━━ Excerto da página

Olhando para essa questão. O PS tem sido muito resiliente aos casos judiciais, como o caso Sócrates, o caso Manuel Pinho, agora também a Operação Influencer que envolve António Costa e vários ex-ministros seus. Consegue perceber essa resiliência do PS?
Neste momento, estes inquéritos debilitam mais a credibilidade do Ministério Público (MP) do que a credibilidade do PS. E isto é um grande problema, porque o MP não vai a votos.

E qual é a razão para isso?
O que estamos a discutir aqui é o facto de o MP não conseguir cumprir as expectativas que são criadas quando se abrem estes inquéritos. Se as expectativas não são cumpridas sucessivamente, isso cria um problema de credibilidade. Por outro lado, o PS tem sido muito bom em separar-se desses casos e das pessoas envolvidas. O que faz com que o PS não seja só mais resiliente. O PS tem características diferentes de partidos congéneres, como o PS italiano, o PASOK (Grécia) ou até o próprio PS francês.

Agora, não penso que esse fenómeno seja restrito exclusivamente ao PS. Criou-se a perceção de que todos os partidos são iguais — que é errada. Por exemplo, há um cartaz do Chega que diz que “pagamos muitos impostos para pagar a corrupção”, o que é falso. Mas 99,9% dos portugueses subscrevem aquela frase e pensam que temos níveis de corrupção dos países mais pobres — que antigamente se designavam de economias em vias de desenvolvimento. E não estamos. Em termos de inquéritos e de corrupção dos nossos agentes políticos, não estamos muito diferentes dos outros países.

Mas temos um problema de impunidade porque o sistema judicial é inoperante no combate à grande corrupção. É essa a perceção do cidadão comum.
E essa impunidade tem duas componentes. Tem esta componente da impunidade sancionatória penal mas tem a impunidade eleitoral. E aqui há que responsabilizar os eleitores. Nós temos de fazer um discurso oposto aos populistas, que falam da elite malvada vs o povo bom. Não, aqui há, de facto, uma responsabilidade dos eleitores que são extremamente complacentes com a corrupção.

“O problema é que o Ministério das Finanças não quer pagar as suas dívidas e continua a empurrar os processos”

Falando num assunto que lhe é caro, a Justiça administrativa e fiscal. É a jurisdição com mais problemas em termos de morosidade processual. Os tempos médios de resolução em todas as instâncias de jurisdição administrativa,eram mais de 6 anos em 2018, mas agora variam entre os 7 e os 8 anos. E há casos que superam largamente os 10 anos. Estamos aqui claramente na cauda da Europa. Que soluções propõe?

━━━━

• [Objetivo do exercício]:
No excerto sobre corrupção e justiça, reescreva tudo desde "E essa impunidade" até "com a corrupção.", trocando "eleitores" por "cidadãos". Os registos não fazem falta aqui.

━━ Excertos dos registos

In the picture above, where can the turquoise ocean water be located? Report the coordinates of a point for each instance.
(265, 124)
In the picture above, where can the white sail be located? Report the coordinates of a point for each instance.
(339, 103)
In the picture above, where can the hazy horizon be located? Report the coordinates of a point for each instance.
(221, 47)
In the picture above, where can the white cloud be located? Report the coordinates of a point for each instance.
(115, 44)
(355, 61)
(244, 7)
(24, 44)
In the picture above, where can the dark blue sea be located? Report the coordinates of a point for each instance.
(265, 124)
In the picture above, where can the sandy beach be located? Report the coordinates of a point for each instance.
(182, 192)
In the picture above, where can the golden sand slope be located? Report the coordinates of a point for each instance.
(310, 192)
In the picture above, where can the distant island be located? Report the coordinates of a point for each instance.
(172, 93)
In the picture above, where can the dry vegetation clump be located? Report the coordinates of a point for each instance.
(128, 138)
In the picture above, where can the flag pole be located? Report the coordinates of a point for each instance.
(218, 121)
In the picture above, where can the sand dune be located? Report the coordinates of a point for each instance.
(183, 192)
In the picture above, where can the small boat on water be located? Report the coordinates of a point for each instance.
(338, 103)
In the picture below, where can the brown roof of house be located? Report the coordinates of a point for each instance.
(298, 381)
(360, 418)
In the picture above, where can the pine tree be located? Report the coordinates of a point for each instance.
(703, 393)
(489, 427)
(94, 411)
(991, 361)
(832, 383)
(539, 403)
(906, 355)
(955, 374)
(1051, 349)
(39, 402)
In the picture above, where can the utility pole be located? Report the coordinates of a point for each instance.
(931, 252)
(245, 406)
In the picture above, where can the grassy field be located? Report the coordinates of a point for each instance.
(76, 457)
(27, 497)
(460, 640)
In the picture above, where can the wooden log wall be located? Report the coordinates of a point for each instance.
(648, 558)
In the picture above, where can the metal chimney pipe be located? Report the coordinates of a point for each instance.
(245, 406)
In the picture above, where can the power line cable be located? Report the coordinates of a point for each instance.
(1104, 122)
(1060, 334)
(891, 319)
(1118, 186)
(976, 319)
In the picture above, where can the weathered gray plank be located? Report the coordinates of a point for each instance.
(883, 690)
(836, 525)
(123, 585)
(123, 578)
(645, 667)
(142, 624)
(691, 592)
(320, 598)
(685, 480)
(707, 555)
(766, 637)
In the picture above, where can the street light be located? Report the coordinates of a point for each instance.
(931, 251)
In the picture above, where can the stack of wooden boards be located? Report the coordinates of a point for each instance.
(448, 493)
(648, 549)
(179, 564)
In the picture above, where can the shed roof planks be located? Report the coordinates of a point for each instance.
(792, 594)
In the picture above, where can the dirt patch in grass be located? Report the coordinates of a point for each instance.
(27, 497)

━━━━

• [Resposta ao exercício]:
E essa impunidade tem duas componentes. Tem esta componente da impunidade sancionatória penal mas tem a impunidade eleitoral. E aqui há que responsabilizar os cidadãos. Nós temos de fazer um discurso oposto aos populistas, que falam da elite malvada vs o povo bom. Não, aqui há, de facto, uma responsabilidade dos cidadãos que são extremamente complacentes com a corrupção.